▶ [Try it]:
Copy the data exactly. Leave nothing out.

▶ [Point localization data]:
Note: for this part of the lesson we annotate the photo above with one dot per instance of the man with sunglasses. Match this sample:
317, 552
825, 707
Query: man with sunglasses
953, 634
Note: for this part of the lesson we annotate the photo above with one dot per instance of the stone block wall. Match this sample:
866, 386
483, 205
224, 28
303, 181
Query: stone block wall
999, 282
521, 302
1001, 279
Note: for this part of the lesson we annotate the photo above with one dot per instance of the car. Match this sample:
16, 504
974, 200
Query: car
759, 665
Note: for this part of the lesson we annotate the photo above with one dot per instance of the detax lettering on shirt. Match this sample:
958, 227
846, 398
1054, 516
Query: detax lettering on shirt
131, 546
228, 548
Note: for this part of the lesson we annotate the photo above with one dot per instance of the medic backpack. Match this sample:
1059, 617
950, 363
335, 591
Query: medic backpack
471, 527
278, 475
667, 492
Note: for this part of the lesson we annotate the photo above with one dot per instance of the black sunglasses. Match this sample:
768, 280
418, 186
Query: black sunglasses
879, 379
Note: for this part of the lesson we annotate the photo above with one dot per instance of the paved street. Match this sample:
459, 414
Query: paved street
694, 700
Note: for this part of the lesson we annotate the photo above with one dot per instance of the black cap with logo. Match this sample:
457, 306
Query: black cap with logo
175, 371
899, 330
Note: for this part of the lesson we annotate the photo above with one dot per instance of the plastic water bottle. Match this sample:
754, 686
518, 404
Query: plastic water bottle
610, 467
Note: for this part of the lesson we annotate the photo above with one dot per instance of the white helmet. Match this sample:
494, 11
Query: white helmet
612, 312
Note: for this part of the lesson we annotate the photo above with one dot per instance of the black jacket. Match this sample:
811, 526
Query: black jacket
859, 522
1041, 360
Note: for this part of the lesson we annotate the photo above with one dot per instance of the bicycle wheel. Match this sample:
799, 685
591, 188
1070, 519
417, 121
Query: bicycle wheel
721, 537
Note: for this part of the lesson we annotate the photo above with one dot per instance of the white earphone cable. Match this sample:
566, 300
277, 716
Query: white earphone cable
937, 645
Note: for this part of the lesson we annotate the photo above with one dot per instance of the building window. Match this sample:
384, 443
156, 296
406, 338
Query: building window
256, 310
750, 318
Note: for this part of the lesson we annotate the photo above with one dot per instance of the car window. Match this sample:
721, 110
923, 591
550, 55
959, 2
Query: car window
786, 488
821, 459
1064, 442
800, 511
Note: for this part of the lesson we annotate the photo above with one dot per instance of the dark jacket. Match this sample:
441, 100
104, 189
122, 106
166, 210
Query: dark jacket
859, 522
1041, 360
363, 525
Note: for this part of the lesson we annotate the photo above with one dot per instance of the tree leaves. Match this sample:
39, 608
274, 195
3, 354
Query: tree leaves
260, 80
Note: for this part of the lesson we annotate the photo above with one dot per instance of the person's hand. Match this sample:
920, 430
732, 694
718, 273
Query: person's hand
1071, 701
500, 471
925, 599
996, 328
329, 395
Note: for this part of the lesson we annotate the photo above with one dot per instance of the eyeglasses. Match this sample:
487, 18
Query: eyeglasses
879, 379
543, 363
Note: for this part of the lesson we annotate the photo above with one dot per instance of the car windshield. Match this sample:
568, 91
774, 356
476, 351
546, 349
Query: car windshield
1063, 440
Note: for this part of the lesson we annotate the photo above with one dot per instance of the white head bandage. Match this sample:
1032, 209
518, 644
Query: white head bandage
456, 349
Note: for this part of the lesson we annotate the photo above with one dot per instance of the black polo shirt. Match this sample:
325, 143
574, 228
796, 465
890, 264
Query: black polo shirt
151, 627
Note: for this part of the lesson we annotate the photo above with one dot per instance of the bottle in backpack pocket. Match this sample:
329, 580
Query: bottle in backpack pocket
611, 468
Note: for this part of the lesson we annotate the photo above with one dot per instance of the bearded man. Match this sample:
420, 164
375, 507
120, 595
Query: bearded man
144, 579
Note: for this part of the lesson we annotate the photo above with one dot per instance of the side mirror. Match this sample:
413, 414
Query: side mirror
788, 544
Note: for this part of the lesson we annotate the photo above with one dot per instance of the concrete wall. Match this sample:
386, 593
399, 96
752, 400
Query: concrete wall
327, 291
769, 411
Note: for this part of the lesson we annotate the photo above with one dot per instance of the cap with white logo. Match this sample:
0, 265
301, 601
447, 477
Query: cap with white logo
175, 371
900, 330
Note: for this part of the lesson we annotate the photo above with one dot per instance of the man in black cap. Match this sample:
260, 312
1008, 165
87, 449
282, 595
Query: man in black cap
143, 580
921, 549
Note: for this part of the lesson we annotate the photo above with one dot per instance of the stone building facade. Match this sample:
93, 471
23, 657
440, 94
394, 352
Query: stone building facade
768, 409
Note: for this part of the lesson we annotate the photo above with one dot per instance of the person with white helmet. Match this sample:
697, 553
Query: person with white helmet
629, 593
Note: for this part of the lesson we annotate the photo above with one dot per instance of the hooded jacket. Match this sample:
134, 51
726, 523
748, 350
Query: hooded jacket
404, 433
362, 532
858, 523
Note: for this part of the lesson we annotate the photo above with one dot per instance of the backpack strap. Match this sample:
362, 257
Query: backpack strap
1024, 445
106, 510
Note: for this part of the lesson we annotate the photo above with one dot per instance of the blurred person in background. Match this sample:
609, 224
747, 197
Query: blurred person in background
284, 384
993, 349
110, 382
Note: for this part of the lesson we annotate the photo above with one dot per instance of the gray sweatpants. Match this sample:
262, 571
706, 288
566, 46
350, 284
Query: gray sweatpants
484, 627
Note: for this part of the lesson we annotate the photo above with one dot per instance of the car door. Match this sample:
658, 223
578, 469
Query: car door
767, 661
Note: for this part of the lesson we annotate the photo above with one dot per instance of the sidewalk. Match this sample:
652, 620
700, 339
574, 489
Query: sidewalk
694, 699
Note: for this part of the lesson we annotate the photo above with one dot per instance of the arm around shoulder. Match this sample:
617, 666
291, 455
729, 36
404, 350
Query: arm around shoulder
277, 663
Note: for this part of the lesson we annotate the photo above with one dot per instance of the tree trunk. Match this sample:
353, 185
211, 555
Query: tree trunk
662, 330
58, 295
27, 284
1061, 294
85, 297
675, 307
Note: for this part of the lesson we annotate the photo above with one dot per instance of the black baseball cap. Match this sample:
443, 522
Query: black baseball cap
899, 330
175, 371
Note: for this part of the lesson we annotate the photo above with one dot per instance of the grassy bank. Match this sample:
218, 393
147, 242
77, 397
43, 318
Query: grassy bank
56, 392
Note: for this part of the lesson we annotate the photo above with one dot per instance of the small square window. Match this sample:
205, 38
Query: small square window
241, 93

▶ [Answer to this task]:
Note: for this part of the lesson we annotate the photo above with one dot per instance of the man with sunglasses. Match this sample:
317, 552
825, 707
Query: man with sunglasses
953, 634
Note: for this part of the lesson we annotate the photo above with one dot per instance of the stone block wall. Match this sample:
866, 386
483, 205
224, 28
303, 181
Query: stone block wall
999, 282
521, 302
1001, 279
Note: for this part of the lesson we annotate the photo above with one dot per instance of the car. Match this sample:
16, 504
974, 200
Query: car
759, 665
Note: for this part of the lesson we annotate the photo above with one dot per instance of the detax lettering on shirt. Match this sample:
958, 227
846, 398
1054, 516
Query: detax lettering on shirt
131, 546
228, 548
Note: for this part of the lesson we annotate the photo above with one dot per instance of the medic backpack. Match this sample:
1059, 617
950, 363
335, 591
Query: medic backpack
471, 527
278, 475
667, 492
Note: for this part of the lesson we annotate the photo above with one dot per instance of the black sunglasses. Match this sample:
768, 280
418, 186
Query: black sunglasses
879, 379
Note: for this part of the lesson we annotate the photo above with one dot per instance of the paved street. Match this sample:
459, 414
Query: paved street
694, 700
Note: for this part of the lesson we annotate the photo above with one dot per instance of the black cap with logo. Match this sample:
457, 306
Query: black cap with logo
175, 371
899, 330
Note: for this part of the lesson we annotate the photo above with one dot per instance of the plastic water bottle. Match this sample:
754, 686
518, 404
Query: plastic water bottle
610, 467
Note: for this part of the lesson we annotate the photo above with one dot per instance of the white helmet. Match this sample:
494, 11
Query: white helmet
612, 312
Note: for this part of the lesson we annotate the photo above with one dot per instance of the black jacket. Match this sample:
811, 526
Query: black jacket
859, 522
1041, 360
Note: for this part of the lesson we annotate the photo above with one dot per instance of the bicycle wheel. Match this sample:
799, 685
591, 188
1070, 519
417, 121
Query: bicycle wheel
721, 537
Note: for this part of the lesson we annotate the photo above with one dot per instance of the white earphone cable. Match this sample:
566, 300
277, 716
Query: white earphone cable
937, 645
Note: for this part of the lesson we annotate the photo above with one dot per instance of the building window. Match this sample:
384, 443
156, 296
406, 338
Query: building window
256, 310
750, 318
Note: for this part of the lesson we annotate the photo above with one dot per instance of the car window. Match this sample:
721, 110
923, 591
550, 55
959, 2
Query: car window
786, 488
821, 459
1064, 442
800, 511
Note: for this part of the lesson we annotate the photo above with one dot per instance of the dark jacket. Match this sample:
441, 100
104, 189
122, 106
166, 210
Query: dark jacket
859, 522
1041, 360
363, 525
Note: for this part of the lesson we annotate the photo above with one dot per instance of the tree leaves. Match this sample:
39, 608
274, 195
3, 354
Query: tree leaves
260, 80
Note: for this part of the lesson we annotate the photo above with one dot per instance of the person's hand. Match this sample:
920, 430
732, 694
718, 273
Query: person's hand
1071, 701
500, 471
925, 599
996, 328
329, 395
Note: for this part of the lesson we annotate the photo above with one dot per instance of the eyeglasses. Match this sample:
487, 18
Query: eyeglasses
879, 379
543, 363
Note: for this part of the lesson we annotate the photo above with one dot per instance of the car windshield. Match this sample:
568, 91
774, 356
476, 351
546, 349
Query: car windshield
1063, 440
Note: for this part of the lesson we annotate the photo above with one dot per instance of the white head bandage. Match this sample:
1032, 209
518, 644
Query: white head bandage
456, 349
Note: for this part of the lesson we annotate the photo above with one dot per instance of the black polo shirt. Match this sample:
325, 143
574, 228
796, 465
890, 264
Query: black polo shirt
151, 627
Note: for this part of the lesson we annotate the photo above with one dot per instance of the bottle in backpack pocket. Match this sample:
329, 580
Query: bottle in backpack pocket
611, 468
Note: for this part of the lesson we annotate the photo above with one dot per instance of the bearded man. Match this sample:
420, 164
375, 507
120, 595
Query: bearded man
144, 579
Note: for this part of the lesson we annotate the photo above with one dot per instance of the side mirror. Match this sample:
413, 414
Query: side mirror
788, 544
Note: for this part of the lesson we annotate the photo above with one dot per instance of the concrete wall. Match this sample:
386, 593
399, 96
752, 400
Query: concrete wall
327, 291
769, 411
Note: for this part of the lesson we annotate the photo above with one dot per instance of the cap with white logo. Match this sample:
0, 265
301, 601
447, 477
Query: cap with white logo
175, 371
900, 330
Note: for this part of the lesson we annotate the photo above with one dot per instance of the man in black cap. Match this sample:
260, 312
1008, 165
87, 449
282, 595
Query: man in black cap
143, 580
921, 549
Note: for this part of the lesson we annotate the photo above with one dot per instance of the stone building facade. Match this sample:
93, 471
23, 657
440, 94
394, 352
Query: stone building facade
768, 409
Note: for this part of the lesson we annotate the photo above with one dot per instance of the person with white helmet. Match this sample:
697, 553
Query: person with white helmet
629, 593
Note: for this part of the lesson we annotate the photo above with one dot per instance of the hooded jacket. Match this sample:
134, 51
726, 523
748, 350
Query: hooded jacket
404, 433
362, 532
858, 523
Note: for this part of the lesson we annotate the photo above with one dot per instance of the backpack strap. Match this sample:
362, 257
Query: backpack strap
1024, 445
106, 510
Note: for this part of the lesson we annotate the photo above with one dot per instance of the blurred person in background. Match this sample:
609, 224
747, 197
Query: blurred person in background
284, 384
993, 349
110, 382
Note: for this part of the lesson we annotate the photo above with one dot per instance of the gray sweatpants. Match this sample:
262, 571
706, 288
566, 46
350, 284
Query: gray sweatpants
484, 627
Note: for this part of the lesson we annotate the photo above with one dot per instance of the car door. Match this sample:
658, 223
578, 469
Query: car door
767, 661
Note: for this part of the lesson we annotate the photo above with one dot per instance of the sidewalk. Match this sample:
652, 620
700, 339
574, 489
Query: sidewalk
694, 699
Note: for this part of the lesson we annotate the photo above with one dot per instance of the arm around shoulder. Match this sample:
617, 666
291, 455
729, 36
404, 350
Query: arm around shoulder
277, 663
Note: for this part of the lesson we annotate the photo above with one dot per instance of the tree trunk. Match this sample:
353, 185
211, 555
Query: tree trunk
662, 330
58, 295
27, 284
1061, 294
85, 297
675, 307
Note: for this part of the lesson we annotate the photo above with one dot per instance of the black baseball cap. Match this sample:
443, 522
Query: black baseball cap
899, 330
175, 371
Note: for this part of the lesson we annotate the photo above with one dot per instance of the grassy bank. Match this sample:
218, 393
147, 242
77, 397
43, 318
Query: grassy bank
56, 392
Note: for this part of the lesson we annotate the photo above with one dot per instance of the small square window. Match this sample:
205, 38
Query: small square window
241, 93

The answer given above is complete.